(Rows from a dataset)
_ _ _ _

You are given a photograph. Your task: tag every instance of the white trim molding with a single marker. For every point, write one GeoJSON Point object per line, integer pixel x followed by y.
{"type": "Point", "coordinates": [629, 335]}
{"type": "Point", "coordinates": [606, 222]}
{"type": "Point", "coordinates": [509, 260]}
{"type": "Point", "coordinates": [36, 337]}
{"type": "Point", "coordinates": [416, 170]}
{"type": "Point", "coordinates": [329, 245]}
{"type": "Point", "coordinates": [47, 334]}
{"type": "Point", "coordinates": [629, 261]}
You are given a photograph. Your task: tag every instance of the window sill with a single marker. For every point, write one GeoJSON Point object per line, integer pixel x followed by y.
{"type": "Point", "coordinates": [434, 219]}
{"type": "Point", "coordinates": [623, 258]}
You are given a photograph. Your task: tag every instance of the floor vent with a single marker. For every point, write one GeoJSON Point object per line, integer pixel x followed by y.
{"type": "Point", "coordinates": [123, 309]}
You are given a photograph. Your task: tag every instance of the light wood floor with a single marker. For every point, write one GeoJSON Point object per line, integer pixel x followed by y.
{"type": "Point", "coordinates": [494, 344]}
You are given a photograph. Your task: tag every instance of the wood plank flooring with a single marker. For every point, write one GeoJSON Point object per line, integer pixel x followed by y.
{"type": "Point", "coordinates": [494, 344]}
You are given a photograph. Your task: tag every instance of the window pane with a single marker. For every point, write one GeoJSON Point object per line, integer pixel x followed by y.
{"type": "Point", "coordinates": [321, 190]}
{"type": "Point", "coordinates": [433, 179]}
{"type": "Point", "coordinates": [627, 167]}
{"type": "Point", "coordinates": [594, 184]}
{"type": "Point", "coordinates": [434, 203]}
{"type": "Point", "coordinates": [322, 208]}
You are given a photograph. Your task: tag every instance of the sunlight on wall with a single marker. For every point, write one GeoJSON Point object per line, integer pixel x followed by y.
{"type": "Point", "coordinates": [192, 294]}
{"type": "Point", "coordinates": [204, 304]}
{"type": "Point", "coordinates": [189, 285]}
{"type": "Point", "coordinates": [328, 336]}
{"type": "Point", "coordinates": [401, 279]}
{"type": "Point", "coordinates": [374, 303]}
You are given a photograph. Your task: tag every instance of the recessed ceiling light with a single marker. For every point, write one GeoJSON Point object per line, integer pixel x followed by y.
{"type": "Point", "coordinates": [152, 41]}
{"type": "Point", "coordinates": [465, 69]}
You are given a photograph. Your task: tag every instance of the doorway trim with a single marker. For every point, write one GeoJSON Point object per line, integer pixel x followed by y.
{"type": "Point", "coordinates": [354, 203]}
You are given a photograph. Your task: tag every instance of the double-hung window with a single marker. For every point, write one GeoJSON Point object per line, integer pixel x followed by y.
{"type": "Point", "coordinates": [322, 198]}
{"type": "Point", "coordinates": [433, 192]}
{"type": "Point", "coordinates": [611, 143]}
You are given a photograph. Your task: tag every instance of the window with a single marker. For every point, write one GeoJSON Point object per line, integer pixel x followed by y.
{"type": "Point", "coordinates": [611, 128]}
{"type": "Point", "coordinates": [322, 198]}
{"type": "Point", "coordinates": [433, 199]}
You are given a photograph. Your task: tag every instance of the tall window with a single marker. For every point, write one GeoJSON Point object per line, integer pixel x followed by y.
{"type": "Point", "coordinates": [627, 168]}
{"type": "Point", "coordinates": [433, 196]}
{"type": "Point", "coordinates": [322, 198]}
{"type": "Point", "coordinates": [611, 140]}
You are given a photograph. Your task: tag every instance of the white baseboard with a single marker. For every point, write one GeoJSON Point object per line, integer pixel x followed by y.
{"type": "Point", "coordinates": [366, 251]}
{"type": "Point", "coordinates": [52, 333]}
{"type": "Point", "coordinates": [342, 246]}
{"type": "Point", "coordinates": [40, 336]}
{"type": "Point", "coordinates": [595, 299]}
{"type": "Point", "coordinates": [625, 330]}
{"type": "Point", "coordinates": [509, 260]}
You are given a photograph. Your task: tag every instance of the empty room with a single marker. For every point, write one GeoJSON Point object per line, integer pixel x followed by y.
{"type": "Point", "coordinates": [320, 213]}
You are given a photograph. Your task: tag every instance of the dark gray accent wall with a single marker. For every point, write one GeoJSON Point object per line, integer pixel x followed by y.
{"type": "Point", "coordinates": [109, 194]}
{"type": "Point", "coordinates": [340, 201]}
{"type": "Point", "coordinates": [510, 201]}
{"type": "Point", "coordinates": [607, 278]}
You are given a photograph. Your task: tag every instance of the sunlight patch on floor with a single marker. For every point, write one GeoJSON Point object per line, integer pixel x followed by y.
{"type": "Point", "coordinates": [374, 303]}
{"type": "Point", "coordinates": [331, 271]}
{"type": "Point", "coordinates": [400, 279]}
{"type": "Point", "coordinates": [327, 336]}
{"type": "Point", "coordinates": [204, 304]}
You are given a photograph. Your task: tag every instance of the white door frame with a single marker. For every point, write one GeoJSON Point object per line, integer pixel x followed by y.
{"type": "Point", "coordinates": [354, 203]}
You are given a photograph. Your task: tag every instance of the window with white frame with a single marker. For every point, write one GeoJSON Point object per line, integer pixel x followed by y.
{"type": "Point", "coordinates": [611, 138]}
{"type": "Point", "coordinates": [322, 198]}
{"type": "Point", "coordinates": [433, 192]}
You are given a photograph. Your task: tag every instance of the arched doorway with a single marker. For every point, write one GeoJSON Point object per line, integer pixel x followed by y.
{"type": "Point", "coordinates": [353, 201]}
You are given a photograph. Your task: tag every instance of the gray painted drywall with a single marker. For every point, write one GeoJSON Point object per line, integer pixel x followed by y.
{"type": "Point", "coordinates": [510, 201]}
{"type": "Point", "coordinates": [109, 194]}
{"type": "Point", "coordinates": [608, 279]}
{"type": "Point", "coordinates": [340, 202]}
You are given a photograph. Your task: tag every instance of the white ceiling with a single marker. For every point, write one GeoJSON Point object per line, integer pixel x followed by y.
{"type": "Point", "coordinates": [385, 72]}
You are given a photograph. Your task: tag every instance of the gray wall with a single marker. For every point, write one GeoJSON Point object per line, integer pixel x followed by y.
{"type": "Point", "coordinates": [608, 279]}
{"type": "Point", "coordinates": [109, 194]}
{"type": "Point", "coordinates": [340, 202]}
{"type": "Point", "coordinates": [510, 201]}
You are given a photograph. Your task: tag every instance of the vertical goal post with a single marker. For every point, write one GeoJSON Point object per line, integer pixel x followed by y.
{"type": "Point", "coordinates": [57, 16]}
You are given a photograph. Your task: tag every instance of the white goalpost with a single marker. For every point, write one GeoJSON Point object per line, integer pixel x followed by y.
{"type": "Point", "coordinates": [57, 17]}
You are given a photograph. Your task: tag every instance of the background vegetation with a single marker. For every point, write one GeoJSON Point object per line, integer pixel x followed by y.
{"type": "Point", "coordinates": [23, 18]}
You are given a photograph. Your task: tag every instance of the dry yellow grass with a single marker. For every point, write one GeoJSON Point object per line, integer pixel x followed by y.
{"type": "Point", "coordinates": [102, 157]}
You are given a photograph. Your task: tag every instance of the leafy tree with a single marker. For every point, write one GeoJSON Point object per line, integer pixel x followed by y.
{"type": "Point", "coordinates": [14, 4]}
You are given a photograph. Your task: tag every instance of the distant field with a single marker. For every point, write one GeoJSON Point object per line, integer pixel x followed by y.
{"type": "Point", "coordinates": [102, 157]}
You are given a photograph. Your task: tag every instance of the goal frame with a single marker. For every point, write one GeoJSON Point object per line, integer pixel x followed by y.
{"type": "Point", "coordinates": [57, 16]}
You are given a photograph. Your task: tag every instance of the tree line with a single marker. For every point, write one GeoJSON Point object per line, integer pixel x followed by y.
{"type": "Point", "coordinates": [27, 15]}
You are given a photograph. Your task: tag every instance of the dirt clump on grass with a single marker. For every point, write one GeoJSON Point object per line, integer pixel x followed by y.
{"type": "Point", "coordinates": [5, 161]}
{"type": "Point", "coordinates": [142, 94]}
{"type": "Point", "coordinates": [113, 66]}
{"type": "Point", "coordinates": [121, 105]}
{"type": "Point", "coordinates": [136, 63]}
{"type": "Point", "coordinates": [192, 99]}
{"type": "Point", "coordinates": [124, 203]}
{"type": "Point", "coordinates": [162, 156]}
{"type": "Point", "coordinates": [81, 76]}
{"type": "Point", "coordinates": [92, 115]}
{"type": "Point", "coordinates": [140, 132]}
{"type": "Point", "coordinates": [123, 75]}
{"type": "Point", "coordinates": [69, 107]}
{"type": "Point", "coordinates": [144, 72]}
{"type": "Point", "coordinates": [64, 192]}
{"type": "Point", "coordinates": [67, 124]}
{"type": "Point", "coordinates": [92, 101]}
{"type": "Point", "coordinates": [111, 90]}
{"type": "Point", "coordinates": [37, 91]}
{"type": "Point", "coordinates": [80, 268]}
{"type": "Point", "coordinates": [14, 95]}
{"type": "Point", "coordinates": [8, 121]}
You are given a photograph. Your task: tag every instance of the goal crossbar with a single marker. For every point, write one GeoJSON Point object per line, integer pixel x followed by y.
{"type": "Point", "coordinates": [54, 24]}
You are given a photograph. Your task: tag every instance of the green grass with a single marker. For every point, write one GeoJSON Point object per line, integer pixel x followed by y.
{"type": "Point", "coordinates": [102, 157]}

_ _ _ _

Exercise instructions
Starting with the line that contains "the goal crossbar", return each line through the last one of the data above, exactly as written and nothing more.

Solution for this problem
You are given a photograph. Your task: tag every instance of the goal crossbar with a single marker. For every point, write one GeoJSON Point object per line, integer pixel x followed by y.
{"type": "Point", "coordinates": [54, 24]}
You are given a photograph. Your task: tag every instance of the green grass with a single marker. For every point, write one GeoJSON Point object per line, integer pixel x followed by y.
{"type": "Point", "coordinates": [102, 157]}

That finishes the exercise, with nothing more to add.